### ASSIGNMENT
For each line of the data below, copy it if it holds the word "gravel".

### SOURCE MATERIAL
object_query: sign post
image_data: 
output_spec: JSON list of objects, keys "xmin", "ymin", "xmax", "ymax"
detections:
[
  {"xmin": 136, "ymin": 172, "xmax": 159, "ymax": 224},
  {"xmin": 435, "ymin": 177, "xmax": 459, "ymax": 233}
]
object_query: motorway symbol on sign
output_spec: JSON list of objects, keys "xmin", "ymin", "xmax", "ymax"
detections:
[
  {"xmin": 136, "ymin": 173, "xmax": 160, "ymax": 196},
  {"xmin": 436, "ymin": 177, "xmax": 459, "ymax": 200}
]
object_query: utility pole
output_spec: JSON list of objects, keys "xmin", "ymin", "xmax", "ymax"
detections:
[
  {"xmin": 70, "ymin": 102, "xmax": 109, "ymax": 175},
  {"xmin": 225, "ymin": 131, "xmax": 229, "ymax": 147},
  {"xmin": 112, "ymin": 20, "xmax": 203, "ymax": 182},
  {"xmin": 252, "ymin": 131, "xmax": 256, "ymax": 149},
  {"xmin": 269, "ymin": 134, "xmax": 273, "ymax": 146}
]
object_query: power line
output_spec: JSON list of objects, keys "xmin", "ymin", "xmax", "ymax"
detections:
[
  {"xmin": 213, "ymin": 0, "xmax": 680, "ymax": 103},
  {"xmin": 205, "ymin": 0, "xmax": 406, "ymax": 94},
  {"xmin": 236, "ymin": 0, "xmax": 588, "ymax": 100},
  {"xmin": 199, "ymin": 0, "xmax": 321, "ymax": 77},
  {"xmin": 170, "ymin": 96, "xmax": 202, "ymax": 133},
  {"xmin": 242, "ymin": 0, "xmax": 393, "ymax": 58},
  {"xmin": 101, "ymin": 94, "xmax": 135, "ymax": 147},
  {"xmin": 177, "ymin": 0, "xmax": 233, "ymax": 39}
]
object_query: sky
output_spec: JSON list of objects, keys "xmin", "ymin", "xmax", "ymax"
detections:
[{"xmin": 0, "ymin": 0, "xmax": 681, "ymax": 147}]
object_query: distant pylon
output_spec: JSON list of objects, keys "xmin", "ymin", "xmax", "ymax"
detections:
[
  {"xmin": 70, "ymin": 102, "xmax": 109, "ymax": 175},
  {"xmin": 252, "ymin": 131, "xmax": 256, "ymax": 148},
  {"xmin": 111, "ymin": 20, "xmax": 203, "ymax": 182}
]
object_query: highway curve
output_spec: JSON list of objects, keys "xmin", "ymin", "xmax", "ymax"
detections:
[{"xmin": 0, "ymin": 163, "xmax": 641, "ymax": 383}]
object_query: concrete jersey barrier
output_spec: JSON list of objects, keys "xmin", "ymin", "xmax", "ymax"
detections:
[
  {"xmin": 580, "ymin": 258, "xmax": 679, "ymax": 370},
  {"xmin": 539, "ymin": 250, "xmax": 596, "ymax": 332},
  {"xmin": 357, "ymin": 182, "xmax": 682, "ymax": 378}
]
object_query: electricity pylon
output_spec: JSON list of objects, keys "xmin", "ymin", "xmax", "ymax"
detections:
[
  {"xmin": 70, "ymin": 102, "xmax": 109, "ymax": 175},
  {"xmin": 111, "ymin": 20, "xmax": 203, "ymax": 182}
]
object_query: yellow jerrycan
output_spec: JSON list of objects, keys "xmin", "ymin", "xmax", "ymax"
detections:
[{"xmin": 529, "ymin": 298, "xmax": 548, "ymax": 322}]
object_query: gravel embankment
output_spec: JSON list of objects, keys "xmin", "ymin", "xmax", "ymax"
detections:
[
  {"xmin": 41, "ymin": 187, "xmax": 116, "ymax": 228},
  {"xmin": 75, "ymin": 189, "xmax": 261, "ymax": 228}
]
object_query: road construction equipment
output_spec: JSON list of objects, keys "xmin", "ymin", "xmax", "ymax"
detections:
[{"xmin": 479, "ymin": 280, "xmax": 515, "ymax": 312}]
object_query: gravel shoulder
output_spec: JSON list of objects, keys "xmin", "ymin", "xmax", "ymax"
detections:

### TASK RESULT
object_query: gravel embankment
object_query: gravel shoulder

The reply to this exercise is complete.